**Supplied text:**

Surdam argues that the blockade was a powerful weapon that eventually ruined the Southern economy, at the cost of few lives in combat. Practically, the entire Confederate cotton crop was useless, costing the Confederacy its main source of income. Critical imports were scarce and the coastal trade was largely ended as well. The measure of the blockade’s success was not the few ships that slipped through, but the thousands that never tried it. Merchant ships owned in Europe could not get insurance and were too slow to evade the blockade; they simply stopped calling at Confederate ports.

To fight an offensive war, the Confederacy purchased ships from Britain, converted them to warships, and raided American merchant ships in the Atlantic and Pacific oceans. Insurance rates skyrocketed and the American flag virtually disappeared from international waters. However, the same ships were reflagged with European flags and continued unmolested. After the war, the U.S. demanded that Britain pay for the damage done, and Britain paid the U.S. $15 million in 1871.

Rivers

The 1862 Union strategy called for simultaneous advances along four axes. McClellan would lead the main thrust in Virginia towards Richmond. Ohio forces were to advance through Kentucky into Tennessee, the Missouri Department would drive south along the Mississippi River, and the westernmost attack would originate from Kansas.

**What this task involves:** Reproduce the passage on the Union blockade, Confederate raiders, and the 1862 river strategy word for word, in full.

**Provided information:**
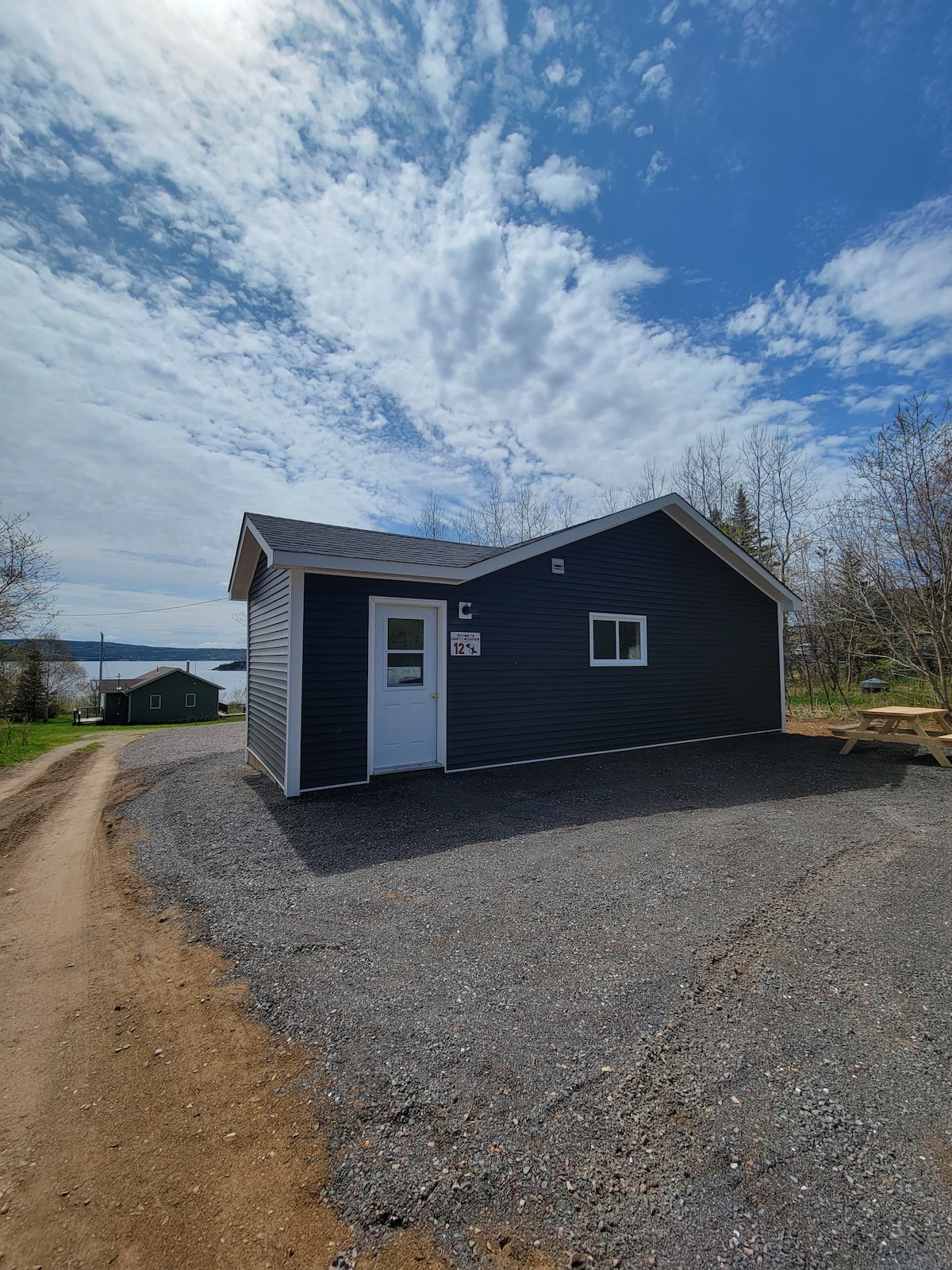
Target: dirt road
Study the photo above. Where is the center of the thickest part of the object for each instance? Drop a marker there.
(145, 1119)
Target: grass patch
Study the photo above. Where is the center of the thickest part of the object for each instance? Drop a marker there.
(23, 741)
(846, 702)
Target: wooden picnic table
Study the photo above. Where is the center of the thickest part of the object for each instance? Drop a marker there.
(904, 725)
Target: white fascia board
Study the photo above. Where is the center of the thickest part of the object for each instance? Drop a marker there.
(682, 514)
(685, 514)
(672, 505)
(352, 567)
(249, 549)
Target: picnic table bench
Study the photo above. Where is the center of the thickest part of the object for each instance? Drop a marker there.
(904, 725)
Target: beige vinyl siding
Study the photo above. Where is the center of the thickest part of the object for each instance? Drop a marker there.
(268, 607)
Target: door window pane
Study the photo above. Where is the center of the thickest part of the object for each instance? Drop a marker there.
(603, 641)
(628, 641)
(405, 634)
(404, 668)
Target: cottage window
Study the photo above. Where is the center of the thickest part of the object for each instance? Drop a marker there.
(617, 639)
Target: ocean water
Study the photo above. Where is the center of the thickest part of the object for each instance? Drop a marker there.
(228, 679)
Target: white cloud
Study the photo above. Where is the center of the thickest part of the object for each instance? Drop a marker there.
(562, 183)
(659, 163)
(289, 273)
(546, 29)
(490, 37)
(888, 300)
(657, 82)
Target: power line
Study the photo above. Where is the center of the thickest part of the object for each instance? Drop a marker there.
(135, 613)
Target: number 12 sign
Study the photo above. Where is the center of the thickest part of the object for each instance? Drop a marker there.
(463, 643)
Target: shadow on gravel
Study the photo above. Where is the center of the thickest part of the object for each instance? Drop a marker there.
(413, 816)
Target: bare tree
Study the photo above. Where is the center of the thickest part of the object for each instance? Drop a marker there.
(530, 514)
(612, 499)
(432, 522)
(27, 578)
(651, 484)
(566, 511)
(896, 518)
(706, 474)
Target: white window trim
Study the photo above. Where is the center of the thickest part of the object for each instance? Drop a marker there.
(617, 618)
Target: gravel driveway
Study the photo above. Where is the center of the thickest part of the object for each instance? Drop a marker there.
(687, 1005)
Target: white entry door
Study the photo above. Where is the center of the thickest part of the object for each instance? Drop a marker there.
(405, 686)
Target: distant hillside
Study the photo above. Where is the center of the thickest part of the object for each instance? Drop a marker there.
(88, 651)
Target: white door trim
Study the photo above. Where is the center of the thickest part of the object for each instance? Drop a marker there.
(441, 606)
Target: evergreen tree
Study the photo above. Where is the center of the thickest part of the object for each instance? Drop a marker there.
(31, 698)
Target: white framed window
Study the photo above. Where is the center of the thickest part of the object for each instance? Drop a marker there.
(617, 639)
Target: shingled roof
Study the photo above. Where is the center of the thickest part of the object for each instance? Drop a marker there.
(338, 540)
(141, 679)
(317, 548)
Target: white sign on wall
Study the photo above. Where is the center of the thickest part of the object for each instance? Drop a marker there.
(463, 643)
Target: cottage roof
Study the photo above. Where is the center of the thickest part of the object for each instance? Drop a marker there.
(149, 677)
(338, 540)
(367, 552)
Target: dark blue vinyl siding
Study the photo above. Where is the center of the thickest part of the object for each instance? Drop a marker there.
(268, 605)
(712, 651)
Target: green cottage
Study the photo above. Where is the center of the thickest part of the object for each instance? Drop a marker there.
(164, 695)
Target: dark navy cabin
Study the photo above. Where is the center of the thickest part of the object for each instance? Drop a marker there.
(374, 653)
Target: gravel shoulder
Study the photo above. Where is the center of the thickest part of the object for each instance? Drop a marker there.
(689, 1005)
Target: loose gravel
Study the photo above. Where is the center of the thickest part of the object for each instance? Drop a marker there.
(674, 1007)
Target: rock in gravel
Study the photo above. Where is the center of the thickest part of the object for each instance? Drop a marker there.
(630, 1006)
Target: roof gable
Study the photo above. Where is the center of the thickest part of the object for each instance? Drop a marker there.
(366, 552)
(160, 672)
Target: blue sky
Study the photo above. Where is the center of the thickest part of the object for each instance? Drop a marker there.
(314, 260)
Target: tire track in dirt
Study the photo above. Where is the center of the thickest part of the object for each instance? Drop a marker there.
(146, 1121)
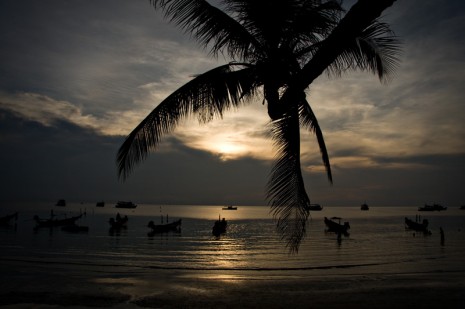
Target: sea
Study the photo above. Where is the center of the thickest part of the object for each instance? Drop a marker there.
(378, 241)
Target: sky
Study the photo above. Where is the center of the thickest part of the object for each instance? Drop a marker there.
(77, 76)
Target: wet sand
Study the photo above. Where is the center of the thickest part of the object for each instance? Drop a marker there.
(212, 289)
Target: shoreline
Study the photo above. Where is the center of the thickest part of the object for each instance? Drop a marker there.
(193, 289)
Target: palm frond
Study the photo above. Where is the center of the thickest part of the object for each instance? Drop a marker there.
(376, 50)
(308, 120)
(285, 189)
(207, 95)
(209, 25)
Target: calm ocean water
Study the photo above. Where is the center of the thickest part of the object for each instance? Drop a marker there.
(378, 241)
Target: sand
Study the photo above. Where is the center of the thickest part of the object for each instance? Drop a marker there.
(213, 289)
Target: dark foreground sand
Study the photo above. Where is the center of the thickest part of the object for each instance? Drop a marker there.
(212, 289)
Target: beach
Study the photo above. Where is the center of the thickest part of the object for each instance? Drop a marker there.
(380, 265)
(168, 289)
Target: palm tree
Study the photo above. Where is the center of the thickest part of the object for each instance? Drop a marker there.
(275, 54)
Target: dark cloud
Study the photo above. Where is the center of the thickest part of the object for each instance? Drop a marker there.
(46, 163)
(96, 55)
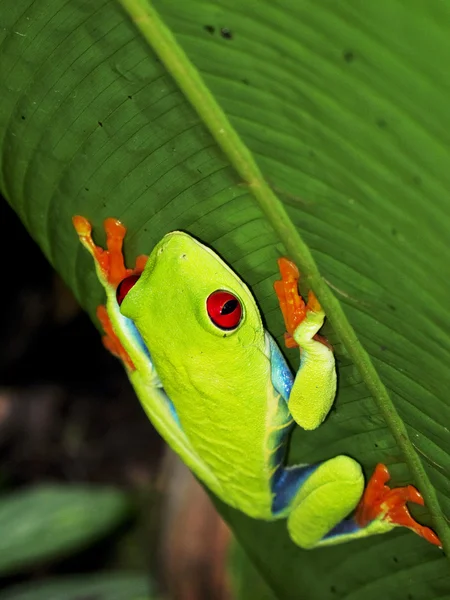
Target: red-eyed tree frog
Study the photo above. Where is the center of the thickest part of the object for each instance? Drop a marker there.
(217, 388)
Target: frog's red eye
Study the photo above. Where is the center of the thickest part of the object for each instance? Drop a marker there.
(124, 287)
(224, 310)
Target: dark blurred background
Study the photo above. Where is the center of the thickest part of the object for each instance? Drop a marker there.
(92, 505)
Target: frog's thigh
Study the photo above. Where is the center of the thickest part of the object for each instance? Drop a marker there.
(329, 494)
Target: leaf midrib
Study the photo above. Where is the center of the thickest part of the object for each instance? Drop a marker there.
(163, 43)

**Complete output:**
Surdam argues that the blockade was a powerful weapon that eventually ruined the Southern economy, at the cost of few lives in combat. Practically, the entire Confederate cotton crop was useless, costing the Confederacy its main source of income. Critical imports were scarce and the coastal trade was largely ended as well. The measure of the blockade’s success was not the few ships that slipped through, but the thousands that never tried it. Merchant ships owned in Europe could not get insurance and were too slow to evade the blockade; they simply stopped calling at Confederate ports.

To fight an offensive war, the Confederacy purchased ships from Britain, converted them to warships, and raided American merchant ships in the Atlantic and Pacific oceans. Insurance rates skyrocketed and the American flag virtually disappeared from international waters. However, the same ships were reflagged with European flags and continued unmolested. After the war, the U.S. demanded that Britain pay for the damage done, and Britain paid the U.S. $15 million in 1871.

Rivers

The 1862 Union strategy called for simultaneous advances along four axes. McClellan would lead the main thrust in Virginia towards Richmond. Ohio forces were to advance through Kentucky into Tennessee, the Missouri Department would drive south along the Mississippi River, and the westernmost attack would originate from Kansas.